_Instruction_. State how many lines of the records below contain the word "mouth". Reply with the number alone.
## Begin
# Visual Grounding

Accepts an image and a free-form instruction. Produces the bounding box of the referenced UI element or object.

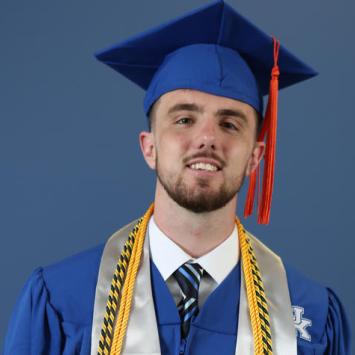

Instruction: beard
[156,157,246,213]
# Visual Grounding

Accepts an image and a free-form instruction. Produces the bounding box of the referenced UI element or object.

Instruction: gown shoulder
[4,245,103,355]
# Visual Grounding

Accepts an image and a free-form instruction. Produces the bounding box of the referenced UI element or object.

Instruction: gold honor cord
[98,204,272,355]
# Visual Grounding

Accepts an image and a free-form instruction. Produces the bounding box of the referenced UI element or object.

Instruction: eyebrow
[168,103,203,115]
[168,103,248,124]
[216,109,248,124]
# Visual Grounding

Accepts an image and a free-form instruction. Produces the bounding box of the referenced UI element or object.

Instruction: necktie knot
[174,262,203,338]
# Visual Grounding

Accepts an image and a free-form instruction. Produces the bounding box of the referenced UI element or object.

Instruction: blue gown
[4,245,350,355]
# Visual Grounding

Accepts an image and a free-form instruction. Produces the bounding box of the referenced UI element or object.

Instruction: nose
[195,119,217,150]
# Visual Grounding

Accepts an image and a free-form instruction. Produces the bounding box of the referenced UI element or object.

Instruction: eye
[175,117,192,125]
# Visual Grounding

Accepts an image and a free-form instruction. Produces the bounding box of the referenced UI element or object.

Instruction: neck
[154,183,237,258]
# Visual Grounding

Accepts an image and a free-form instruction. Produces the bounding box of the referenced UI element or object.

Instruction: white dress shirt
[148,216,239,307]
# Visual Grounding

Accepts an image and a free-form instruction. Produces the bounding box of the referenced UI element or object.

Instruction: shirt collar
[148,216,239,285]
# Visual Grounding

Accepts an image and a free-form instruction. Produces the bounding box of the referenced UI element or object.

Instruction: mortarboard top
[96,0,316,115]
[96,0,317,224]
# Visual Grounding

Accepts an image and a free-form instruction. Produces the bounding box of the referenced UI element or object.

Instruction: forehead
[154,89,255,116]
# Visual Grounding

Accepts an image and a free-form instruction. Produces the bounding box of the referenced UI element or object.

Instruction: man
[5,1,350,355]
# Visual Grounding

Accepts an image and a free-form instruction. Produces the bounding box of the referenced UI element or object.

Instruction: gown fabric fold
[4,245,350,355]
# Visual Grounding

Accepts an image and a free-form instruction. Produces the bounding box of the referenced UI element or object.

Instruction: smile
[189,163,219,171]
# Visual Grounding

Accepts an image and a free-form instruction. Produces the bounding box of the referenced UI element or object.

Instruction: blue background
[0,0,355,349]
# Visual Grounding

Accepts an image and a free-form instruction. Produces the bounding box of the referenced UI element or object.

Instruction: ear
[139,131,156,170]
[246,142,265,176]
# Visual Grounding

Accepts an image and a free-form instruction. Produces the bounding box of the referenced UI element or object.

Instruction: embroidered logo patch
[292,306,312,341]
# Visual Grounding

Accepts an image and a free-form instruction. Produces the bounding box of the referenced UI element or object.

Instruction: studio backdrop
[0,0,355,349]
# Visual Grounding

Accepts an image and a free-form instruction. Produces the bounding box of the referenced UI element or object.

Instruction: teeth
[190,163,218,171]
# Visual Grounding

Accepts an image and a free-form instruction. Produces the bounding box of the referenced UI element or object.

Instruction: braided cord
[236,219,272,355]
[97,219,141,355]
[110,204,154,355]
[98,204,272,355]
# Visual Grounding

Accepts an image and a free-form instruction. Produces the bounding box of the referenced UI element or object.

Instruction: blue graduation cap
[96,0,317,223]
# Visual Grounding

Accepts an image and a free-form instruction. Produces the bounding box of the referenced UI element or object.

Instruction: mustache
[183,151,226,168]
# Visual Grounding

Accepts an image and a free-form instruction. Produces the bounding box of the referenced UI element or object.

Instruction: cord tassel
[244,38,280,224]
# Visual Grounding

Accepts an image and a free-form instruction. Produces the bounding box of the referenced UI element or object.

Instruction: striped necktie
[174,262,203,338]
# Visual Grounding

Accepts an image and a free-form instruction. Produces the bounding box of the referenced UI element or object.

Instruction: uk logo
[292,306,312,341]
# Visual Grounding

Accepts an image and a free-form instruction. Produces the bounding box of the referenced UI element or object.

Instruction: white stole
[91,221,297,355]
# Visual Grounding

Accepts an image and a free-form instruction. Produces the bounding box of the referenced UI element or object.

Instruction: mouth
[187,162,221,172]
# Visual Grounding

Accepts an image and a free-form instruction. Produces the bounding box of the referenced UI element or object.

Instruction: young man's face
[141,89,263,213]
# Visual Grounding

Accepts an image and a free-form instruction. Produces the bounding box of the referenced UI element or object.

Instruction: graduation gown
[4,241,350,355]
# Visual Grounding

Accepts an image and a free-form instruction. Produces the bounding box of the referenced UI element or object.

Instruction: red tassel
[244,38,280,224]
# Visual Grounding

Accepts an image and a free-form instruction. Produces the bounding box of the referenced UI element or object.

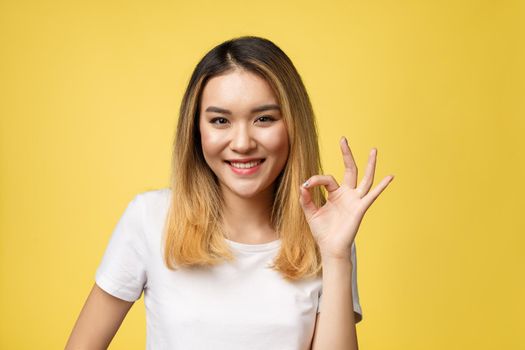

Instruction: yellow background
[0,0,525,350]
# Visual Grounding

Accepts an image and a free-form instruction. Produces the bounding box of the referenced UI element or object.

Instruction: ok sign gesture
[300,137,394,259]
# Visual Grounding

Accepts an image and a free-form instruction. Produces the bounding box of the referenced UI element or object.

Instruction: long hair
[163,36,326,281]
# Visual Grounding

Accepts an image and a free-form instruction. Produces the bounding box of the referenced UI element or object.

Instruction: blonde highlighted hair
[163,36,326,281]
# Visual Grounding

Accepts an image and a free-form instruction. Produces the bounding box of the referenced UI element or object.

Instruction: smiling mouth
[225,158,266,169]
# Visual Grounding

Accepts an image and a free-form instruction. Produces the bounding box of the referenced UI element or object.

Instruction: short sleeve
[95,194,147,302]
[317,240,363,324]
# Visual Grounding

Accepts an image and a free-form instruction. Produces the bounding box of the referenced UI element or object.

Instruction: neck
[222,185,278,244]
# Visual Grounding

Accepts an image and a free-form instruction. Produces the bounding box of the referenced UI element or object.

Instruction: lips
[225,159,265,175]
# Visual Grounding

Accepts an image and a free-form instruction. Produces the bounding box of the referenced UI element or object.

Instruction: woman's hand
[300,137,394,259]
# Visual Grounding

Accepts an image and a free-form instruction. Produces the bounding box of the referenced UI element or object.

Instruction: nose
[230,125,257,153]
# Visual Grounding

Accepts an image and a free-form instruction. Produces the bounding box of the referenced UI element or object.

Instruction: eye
## End
_Result_. 2